SELECTION >>
· · · · · · ·
Mogga wil have in his mind a list who is here next year and who isn’t. Anyone who isn’t shouldn’t take a shirt from someone who is.
SUNDERLAND gave themselves a great chance of staying in the Premier League with their derby win at Newcastle – and pulled the Magpies right back into the relegation mire.
Listening to the Mackem callers on the Three Legends you can see that Di Canio has blown away the gloom and given them a bit of a buzz.
Whatever you think of his politics – and I’m not going to talk about that – he has galvanised Sunderland.
I think teams can mirror their manager. Di Canio is energetic, passionate, colourful, driven, animated, unpredictable and great fun to watch and I think Sunderland have already started to show some of those characteristics.
Against Newcastle they were unrecognisable from martin O’Neill slow, cautious team.
They had so much zip and I think that and a bit of momentum will keep them up now whereas two weeks ago, with their fixtures and injuries, you would have tipped them to go down.
But the Geordie callers, they are all now very worried. And you can see why.
Newcastle did amazing last year and qualified for the Europa League and the Geordies were buzzing but it has become a millstone for them and affected form in the bread and butter games.
Alan Pardew has moaned the European fixtures and talked about his squad being too small to cope and about fatigue and tiredness. That’s rubbish. Players never complain about tiredness. It is just an excuse for managers.
· · · · · · ·
COMPLETE THE FOLLOWING >>
• a. Summarize the football column in two sentences.
• b. Write the next part of the football column, starting after its last sentence.
The records aren't needed here.

GIVEN DATA >>
· · · · · · ·
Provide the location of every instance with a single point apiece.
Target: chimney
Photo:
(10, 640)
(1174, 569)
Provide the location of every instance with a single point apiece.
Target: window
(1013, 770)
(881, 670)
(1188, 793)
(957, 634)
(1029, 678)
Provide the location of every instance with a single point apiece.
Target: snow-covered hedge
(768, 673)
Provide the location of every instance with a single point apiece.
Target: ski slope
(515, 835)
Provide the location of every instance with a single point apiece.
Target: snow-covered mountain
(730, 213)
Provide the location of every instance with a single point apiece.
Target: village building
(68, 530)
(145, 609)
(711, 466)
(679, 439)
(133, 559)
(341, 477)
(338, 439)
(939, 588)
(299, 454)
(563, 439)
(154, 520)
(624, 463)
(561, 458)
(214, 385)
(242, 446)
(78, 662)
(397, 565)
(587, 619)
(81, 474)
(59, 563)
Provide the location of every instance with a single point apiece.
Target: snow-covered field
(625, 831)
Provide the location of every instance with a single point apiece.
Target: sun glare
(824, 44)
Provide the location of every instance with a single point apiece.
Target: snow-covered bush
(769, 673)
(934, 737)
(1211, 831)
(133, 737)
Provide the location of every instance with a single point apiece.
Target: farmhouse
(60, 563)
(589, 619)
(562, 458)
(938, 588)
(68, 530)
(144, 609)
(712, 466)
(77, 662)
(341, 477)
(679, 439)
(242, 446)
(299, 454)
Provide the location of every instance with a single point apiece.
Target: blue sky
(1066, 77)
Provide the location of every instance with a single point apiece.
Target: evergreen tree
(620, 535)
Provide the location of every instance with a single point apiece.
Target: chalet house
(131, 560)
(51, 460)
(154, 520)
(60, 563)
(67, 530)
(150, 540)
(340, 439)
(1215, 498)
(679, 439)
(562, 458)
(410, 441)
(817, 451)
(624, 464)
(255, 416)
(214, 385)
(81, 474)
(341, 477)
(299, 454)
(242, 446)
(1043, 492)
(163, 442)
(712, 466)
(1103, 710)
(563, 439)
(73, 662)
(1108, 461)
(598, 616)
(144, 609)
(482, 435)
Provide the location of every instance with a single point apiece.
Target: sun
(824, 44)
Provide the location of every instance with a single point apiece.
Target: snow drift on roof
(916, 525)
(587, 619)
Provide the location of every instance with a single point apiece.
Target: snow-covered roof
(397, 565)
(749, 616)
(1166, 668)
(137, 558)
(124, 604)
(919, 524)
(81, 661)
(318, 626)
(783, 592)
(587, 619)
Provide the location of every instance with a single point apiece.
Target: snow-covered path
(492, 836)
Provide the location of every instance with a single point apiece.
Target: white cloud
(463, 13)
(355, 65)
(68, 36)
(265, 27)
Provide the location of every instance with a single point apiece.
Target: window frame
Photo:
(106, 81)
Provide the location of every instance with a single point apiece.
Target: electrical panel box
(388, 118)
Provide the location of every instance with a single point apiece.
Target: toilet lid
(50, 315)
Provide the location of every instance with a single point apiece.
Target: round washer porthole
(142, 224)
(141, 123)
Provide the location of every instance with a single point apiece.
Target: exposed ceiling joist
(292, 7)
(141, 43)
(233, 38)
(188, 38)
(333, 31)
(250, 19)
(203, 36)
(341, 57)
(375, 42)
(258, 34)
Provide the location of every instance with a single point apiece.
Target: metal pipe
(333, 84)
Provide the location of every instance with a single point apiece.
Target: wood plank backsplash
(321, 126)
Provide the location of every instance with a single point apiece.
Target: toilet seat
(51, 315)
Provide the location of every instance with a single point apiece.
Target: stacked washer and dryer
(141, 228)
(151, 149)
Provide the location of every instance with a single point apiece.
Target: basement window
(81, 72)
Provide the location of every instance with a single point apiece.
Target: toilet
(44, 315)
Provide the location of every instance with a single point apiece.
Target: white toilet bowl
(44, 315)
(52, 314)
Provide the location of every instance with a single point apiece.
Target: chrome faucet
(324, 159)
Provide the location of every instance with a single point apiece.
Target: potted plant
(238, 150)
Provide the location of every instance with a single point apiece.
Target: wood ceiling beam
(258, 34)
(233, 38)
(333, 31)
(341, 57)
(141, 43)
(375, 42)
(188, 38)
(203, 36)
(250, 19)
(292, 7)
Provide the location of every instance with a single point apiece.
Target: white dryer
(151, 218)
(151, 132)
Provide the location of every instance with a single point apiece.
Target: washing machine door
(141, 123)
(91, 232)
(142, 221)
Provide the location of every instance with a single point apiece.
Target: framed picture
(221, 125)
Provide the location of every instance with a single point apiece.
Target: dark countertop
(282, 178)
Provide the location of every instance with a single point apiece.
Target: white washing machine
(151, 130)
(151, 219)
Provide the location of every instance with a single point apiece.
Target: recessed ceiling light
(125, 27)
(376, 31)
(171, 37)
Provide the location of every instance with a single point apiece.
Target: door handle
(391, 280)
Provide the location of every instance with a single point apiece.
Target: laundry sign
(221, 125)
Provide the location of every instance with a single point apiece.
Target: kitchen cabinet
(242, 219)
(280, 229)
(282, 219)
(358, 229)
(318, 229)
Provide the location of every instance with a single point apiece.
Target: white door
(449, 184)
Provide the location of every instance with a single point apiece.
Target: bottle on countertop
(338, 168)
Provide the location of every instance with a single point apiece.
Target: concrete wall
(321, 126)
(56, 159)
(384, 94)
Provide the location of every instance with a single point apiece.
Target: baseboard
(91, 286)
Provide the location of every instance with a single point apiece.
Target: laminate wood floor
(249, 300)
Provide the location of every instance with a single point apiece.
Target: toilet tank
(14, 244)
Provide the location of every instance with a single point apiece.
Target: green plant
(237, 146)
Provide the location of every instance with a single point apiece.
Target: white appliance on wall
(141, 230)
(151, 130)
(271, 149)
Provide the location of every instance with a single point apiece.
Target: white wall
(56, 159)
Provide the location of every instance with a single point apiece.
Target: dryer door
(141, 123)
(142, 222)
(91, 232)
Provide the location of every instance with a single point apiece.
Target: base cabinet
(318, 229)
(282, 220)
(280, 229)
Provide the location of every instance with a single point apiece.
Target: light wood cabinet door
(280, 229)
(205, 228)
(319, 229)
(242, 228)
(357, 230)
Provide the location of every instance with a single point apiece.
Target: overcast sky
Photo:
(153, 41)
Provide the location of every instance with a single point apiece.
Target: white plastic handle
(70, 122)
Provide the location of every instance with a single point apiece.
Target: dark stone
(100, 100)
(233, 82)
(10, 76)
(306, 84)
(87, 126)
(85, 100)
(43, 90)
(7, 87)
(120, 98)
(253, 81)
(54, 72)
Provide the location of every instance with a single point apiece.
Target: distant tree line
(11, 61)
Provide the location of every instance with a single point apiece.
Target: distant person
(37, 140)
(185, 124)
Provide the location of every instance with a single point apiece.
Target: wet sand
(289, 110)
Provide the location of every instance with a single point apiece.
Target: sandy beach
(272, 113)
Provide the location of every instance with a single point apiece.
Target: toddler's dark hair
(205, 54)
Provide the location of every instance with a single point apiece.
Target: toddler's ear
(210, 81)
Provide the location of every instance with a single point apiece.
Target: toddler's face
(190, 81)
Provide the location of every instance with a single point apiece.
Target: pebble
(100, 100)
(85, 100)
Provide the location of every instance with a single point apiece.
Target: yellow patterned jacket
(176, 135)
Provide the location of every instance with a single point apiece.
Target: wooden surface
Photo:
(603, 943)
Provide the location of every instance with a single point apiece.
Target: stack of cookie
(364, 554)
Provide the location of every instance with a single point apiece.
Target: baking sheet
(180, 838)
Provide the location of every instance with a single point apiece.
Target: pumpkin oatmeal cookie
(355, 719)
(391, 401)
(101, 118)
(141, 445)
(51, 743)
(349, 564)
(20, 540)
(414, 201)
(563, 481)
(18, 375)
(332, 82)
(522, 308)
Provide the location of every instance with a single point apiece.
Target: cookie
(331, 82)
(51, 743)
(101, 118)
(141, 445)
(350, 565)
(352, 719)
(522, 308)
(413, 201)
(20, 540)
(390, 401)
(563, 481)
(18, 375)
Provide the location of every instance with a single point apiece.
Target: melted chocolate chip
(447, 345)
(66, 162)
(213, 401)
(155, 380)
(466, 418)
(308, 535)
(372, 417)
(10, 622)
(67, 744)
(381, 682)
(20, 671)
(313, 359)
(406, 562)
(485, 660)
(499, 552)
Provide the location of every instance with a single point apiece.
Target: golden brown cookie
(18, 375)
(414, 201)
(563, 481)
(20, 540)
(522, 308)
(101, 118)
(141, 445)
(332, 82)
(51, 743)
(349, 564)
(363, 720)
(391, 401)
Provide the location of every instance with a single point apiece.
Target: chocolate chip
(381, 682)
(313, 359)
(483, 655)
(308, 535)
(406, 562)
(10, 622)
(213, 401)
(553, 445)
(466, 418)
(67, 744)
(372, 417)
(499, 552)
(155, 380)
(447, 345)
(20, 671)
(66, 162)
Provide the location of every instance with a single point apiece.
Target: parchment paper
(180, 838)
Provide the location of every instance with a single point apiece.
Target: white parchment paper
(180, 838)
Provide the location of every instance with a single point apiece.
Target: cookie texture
· · · · · · ·
ANSWERS FOR THE EXERCISE >>
• a. Sunderland's derby win at Newcastle gave them a strong chance of staying in the Premier League, and Di Canio has energized the side so that it now reflects his own driven, lively style. Newcastle's Europa League campaign has dragged them into the relegation fight by hurting their league form, and the writer calls Alan Pardew's complaints about fatigue an excuse.

• b.
It gets my goat to hear managers moan about Europe. Last year it was the objective and celebrated as an achievement. Now it is an inconvenience and an excuse.
And to talk of professional players being tired is an insult to the fans who slog their guts out for 40 or 50 hours a week to pay for their ticket.
But if that is Pardew’s attitude you wonder if it is affecting his team. They have some quality players but they haven’t done it this season. It hasn’t quite happened for them.
Yes, they have lost the goals of Demba Ba to Chelsea but you wonder too if they have been a bit complacent and distracted by Europe and that if they do get dragged into the dogfight if they are ready for it.
I think they have the quality to stay up – but it will be close.
Boro fans may have to wait a bit longer for their next derby.
Thanks to Evening Gazette.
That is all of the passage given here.